— Begin Recorded data —

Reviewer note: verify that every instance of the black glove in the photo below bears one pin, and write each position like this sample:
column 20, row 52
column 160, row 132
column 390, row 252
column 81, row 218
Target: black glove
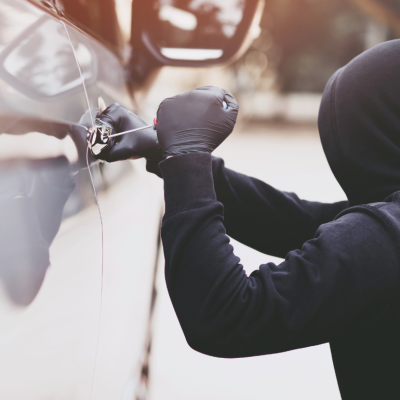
column 132, row 145
column 195, row 121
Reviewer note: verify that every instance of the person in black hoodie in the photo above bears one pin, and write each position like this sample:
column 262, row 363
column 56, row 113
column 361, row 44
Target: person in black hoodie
column 339, row 280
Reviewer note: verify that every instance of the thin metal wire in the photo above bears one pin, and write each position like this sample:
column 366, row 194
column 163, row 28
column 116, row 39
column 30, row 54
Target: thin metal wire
column 132, row 130
column 98, row 208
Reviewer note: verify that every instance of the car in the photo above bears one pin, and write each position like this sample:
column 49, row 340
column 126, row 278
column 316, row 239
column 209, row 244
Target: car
column 79, row 239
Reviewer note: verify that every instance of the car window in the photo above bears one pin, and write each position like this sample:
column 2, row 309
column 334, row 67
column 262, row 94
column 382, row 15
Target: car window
column 97, row 18
column 50, row 234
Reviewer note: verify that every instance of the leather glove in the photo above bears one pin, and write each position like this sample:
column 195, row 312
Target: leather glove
column 195, row 121
column 132, row 145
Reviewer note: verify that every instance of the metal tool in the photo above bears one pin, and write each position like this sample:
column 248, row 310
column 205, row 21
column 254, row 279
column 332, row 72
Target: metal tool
column 99, row 136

— End Recorded data —

» **Task statement**
Format the entries above as a numbered list, starting with their first line and going on through the line with "column 339, row 280", both included. Leave out blank lines and the pictures.

» **Full solution**
1. Reviewer note: verify that every instance of the black glove in the photo below bears one pin, and write each position like this sample:
2. column 20, row 52
3. column 160, row 132
4. column 390, row 252
5. column 81, row 218
6. Target: black glove
7. column 132, row 145
8. column 195, row 121
9. Reviewer note: verify that every instance of the person in black hoodie in the photo above bears one pin, and write each position like this sample:
10. column 262, row 363
11. column 56, row 113
12. column 361, row 44
13. Target: person in black hoodie
14. column 339, row 280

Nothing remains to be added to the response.